** Opening RECORD SET block **

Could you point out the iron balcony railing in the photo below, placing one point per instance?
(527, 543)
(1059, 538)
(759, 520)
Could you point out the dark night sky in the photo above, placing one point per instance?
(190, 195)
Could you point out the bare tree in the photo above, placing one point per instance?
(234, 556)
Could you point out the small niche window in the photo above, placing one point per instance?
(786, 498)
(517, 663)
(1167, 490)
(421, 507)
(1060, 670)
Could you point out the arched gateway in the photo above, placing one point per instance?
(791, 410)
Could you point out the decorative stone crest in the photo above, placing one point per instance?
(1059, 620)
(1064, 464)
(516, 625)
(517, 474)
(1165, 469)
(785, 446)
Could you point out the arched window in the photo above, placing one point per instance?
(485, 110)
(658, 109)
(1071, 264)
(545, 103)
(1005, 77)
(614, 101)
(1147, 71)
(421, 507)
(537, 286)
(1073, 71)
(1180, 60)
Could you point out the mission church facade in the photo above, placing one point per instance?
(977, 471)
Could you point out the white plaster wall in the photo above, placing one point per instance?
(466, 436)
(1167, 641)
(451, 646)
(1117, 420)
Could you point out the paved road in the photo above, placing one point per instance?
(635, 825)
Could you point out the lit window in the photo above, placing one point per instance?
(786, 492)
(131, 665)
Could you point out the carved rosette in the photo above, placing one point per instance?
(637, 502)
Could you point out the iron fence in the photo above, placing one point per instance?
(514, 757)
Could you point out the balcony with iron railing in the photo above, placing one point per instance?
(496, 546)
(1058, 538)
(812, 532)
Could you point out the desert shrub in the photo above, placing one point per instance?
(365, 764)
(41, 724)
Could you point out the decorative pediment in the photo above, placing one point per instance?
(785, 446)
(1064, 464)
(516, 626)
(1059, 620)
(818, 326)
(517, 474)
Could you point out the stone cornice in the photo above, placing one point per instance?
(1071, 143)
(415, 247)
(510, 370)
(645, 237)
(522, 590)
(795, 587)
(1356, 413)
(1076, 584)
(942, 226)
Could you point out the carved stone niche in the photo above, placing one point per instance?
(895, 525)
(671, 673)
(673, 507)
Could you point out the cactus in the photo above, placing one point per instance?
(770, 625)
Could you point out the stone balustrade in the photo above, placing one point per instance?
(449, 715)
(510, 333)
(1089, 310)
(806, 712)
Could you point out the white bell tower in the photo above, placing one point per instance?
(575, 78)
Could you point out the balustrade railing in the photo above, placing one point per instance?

** Closing RECORD SET block **

Could you output the lines above, exactly as written, from the one containing "Could you point out the stone balustrade" through the last, with both ends included and no others?

ANSWER BOX
Could you point out the stone balustrade in the photo above, placing one point per instance?
(449, 715)
(510, 333)
(1089, 310)
(806, 712)
Could you point out the white bell tower in the photo above, placing one point per instance?
(575, 78)
Could you point out the balustrade railing in the photo above, placing one point per instance?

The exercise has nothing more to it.